| EXERCISE DETAILS |
Pull out every line in the rows below that contains the word "cobblestone", matching case exactly, and copy each one out unchanged.

[BEGIN RECORD SET]

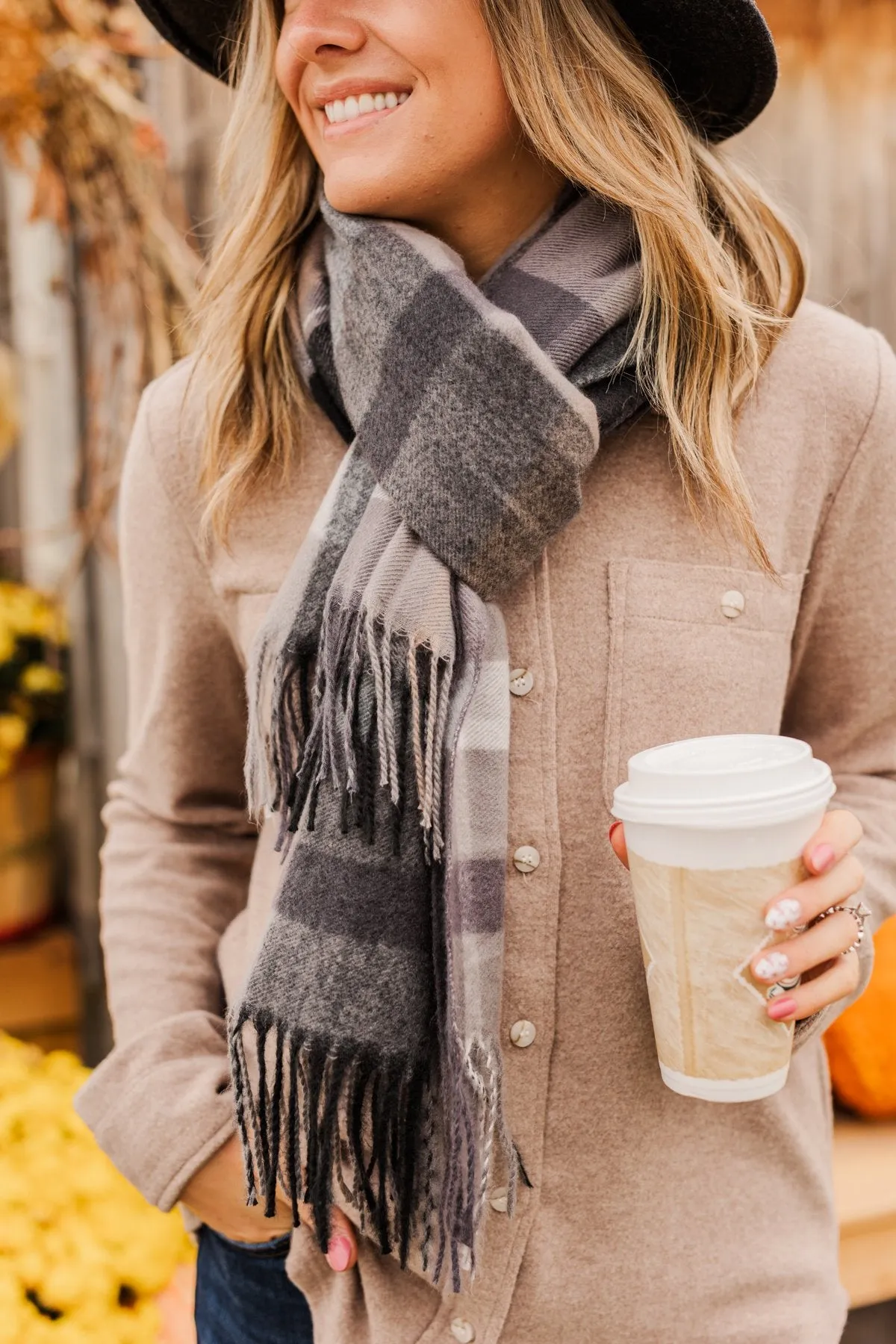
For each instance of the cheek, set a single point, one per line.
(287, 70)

[END RECORD SET]
[BEGIN RECORD SET]

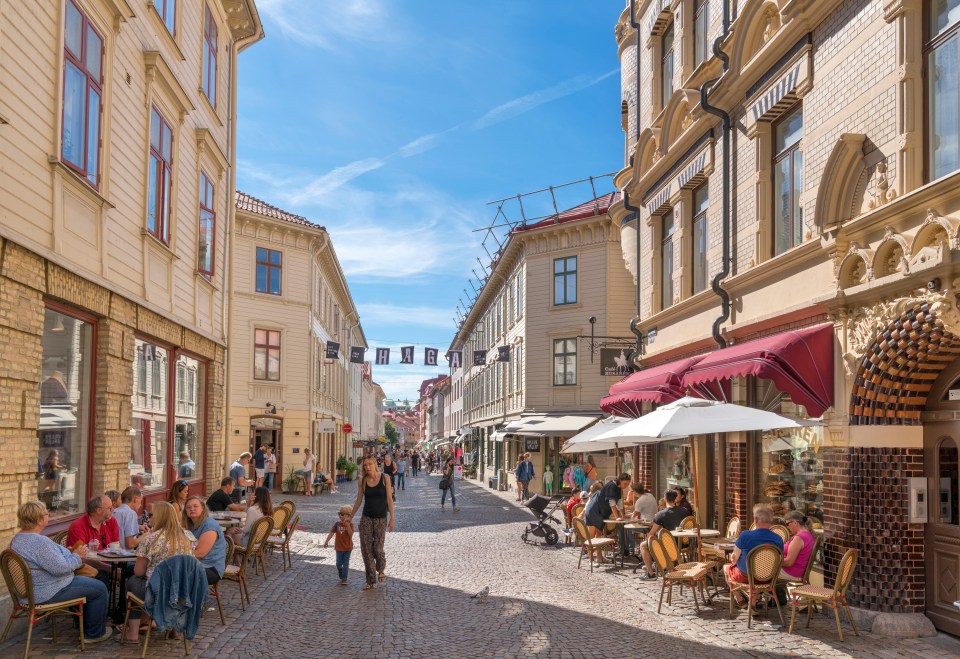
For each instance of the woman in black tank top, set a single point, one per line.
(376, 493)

[END RECORD SET]
[BEGIN RECORD SET]

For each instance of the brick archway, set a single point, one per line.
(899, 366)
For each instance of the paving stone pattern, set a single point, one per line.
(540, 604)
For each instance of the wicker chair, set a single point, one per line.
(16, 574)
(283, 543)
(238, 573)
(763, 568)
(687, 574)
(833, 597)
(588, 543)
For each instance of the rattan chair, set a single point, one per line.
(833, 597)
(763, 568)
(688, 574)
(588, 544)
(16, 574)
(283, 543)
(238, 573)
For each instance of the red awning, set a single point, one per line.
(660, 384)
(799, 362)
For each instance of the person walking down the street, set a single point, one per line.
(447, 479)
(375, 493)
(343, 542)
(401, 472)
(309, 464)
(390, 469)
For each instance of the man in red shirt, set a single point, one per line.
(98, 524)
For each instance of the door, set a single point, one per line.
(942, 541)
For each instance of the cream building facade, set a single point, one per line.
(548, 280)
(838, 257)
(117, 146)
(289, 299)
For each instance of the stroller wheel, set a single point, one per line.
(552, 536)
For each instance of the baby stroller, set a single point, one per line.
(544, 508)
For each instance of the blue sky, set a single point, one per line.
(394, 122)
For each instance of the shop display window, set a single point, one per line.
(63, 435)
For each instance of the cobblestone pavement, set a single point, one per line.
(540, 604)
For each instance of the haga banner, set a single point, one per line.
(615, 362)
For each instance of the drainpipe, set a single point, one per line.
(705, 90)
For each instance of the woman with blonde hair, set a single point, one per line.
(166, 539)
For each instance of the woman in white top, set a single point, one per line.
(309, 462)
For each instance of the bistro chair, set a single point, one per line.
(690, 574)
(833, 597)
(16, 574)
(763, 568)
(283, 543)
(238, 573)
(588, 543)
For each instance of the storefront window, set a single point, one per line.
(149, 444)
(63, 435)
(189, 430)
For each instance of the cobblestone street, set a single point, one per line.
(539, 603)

[END RECORD SET]

| OUTPUT FOR THIS TASK |
For each instance of the cobblestone pavement, set a single point, one per line.
For each instance of the cobblestone street, set a single point, one per line.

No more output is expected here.